• ATIVIDADE: Você pode devolver, sem nenhuma alteração, a parte do trecho sobre Ecléa Bosi que começa em "Ecléa Bosi declarou, em" e vai até "(11), às 9h.", inclusive?

• TRECHO:

Para Marilena Chauí, Ecléa representava a coerência permanente, "voz tensa como um sino de onde saltam badaladas de esperança" - Marcos Santos/USP Imagens

Ecléa Bosi declarou, em uma entrevista de 2012, que considerava o "enraizamento", em um espaço ou em uma comunidade, um direito humano fundamental. "O desenraizamento a que nos obriga a vida moderna é uma condição desagregadora da memória", afirmou a psicóloga e escritora, que morreu nessa segunda-feira (10), aos 80 anos, em consequência de um ataque cardíaco.

A professora era casada com o crítico e historiador Alfredo Bosi. Deixou dois filhos, os também professores Viviana e José Alfredo, e dois netos. O velório foi realizado no Cemitério São Paulo (Rua Cardeal Arcoverde, 1.250, em Pinheiros, na zona oeste de São Paulo) e o sepultamento ocorreu nesta terça-feira (11), às 9h.

A Reitoria da Universidade de São Paulo (USP) decretou três dias de luto oficial. Foi ali que Ecléa graduou-se em Psicologia em 1966, com mestrado e doutorado em Psicologia Social na mesma instituição. Era professora emérita da USP.

A pensadora escreveu, entre outras obras, Memória e Sociedade - Lembranças de Velhos (1994), livro relançado neste ano e considerado fundamental para a compreensão da formação operária brasileira. A esse respeito, o professor Paulo Sérgio Pinheiro afirmou que se trata de "um manancial de ensinamentos sobre a participação política e o mundo do trabalho no Brasil", com história do dia a dia dos imigrantes, dos operários e dos trabalhadores domésticos. 

Durante evento no Cemitério do Araçá, hoje, pelos 100 anos da primeira greve geral no país, o jornalista Sérgio Gomes citou Cultura de Massa e Cultura Popular - Leituras de Operárias (1973), livro que considera "seminal" para quem lida com comunicação voltada para os trabalhadores. "Eles perderam uma aliada poderosa."

Em outra entrevista, de 2014, se destaca a atenção de Ecléa para "grupos sociais fragilizados", como pobres, trabalhadores de baixa renda e idosos. Ela foi idealizadora do projeto Universidade Aberta à Terceira Idade, que segundo a USP atende anualmente a 9 mil pessoas com mais de 60 anos. 

"Certa vez, Ecléa me presenteou com um livro chamado A Firmeza Permanente. Eu quero, aqui, falar do traço mais marcante de Ecléa: a coerência permanente, uma voz tensa como um sino que repica alegremente para, de súbito, soar com a gravidade de um dobre prolongado do qual, de repente, salta uma nova nota, uma badalada cheia de esperança", diz a filósofa Marilena Chaui, em texto em homenagem à psicóloga escrito em 2008. Ela cita um trecho do livro sobre as leituras de operárias: "Assumir uma visão operária do mundo é um exercício difícil, um limite que tentamos alcançar, um caminho a percorrer".

Segundo ela, o paulistano é um "migrante urbano", lembrando que ela mesma mudou várias vezes de casa. Em todas, plantou um pomar. "A vida é um pouco isso, plantar árvores frutíferas, pedindo a Deus que alguém esteja lá depois saboreando os frutos."

• MATERIAL FORNECIDO:
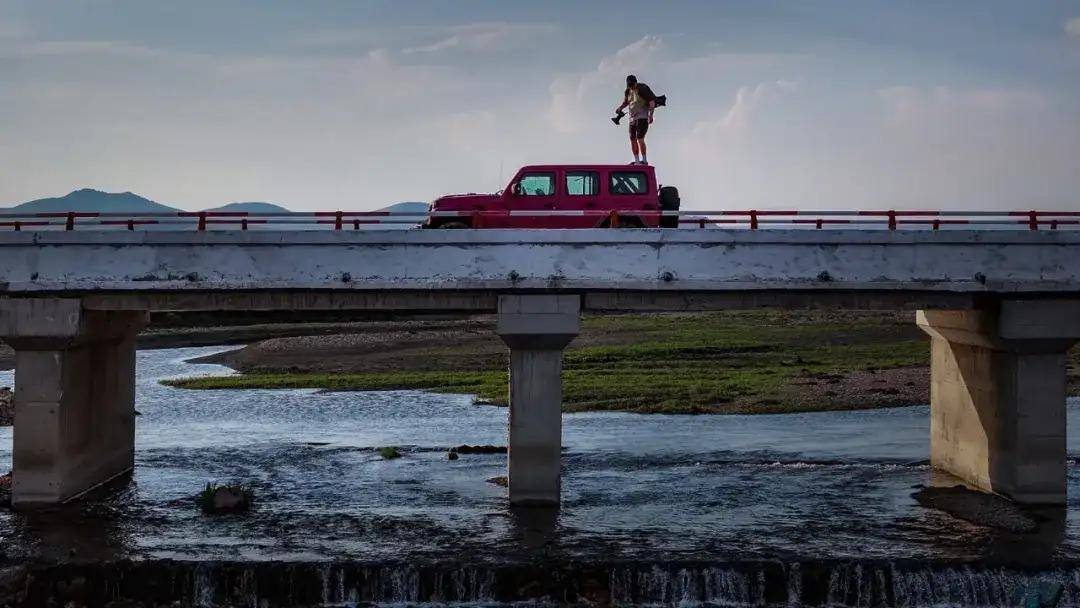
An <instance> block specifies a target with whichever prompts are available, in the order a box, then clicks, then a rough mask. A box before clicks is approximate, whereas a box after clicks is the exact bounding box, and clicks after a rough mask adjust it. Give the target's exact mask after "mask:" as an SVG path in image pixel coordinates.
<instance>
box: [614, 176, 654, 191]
mask: <svg viewBox="0 0 1080 608" xmlns="http://www.w3.org/2000/svg"><path fill="white" fill-rule="evenodd" d="M648 184H649V178H648V177H646V176H645V173H643V172H637V171H617V172H613V173H612V174H611V193H612V194H644V193H646V192H648V191H649V186H648Z"/></svg>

• RESULTADO DO EXERCÍCIO:
Ecléa Bosi declarou, em uma entrevista de 2012, que considerava o "enraizamento", em um espaço ou em uma comunidade, um direito humano fundamental. "O desenraizamento a que nos obriga a vida moderna é uma condição desagregadora da memória", afirmou a psicóloga e escritora, que morreu nessa segunda-feira (10), aos 80 anos, em consequência de um ataque cardíaco.

A professora era casada com o crítico e historiador Alfredo Bosi. Deixou dois filhos, os também professores Viviana e José Alfredo, e dois netos. O velório foi realizado no Cemitério São Paulo (Rua Cardeal Arcoverde, 1.250, em Pinheiros, na zona oeste de São Paulo) e o sepultamento ocorreu nesta terça-feira (11), às 9h.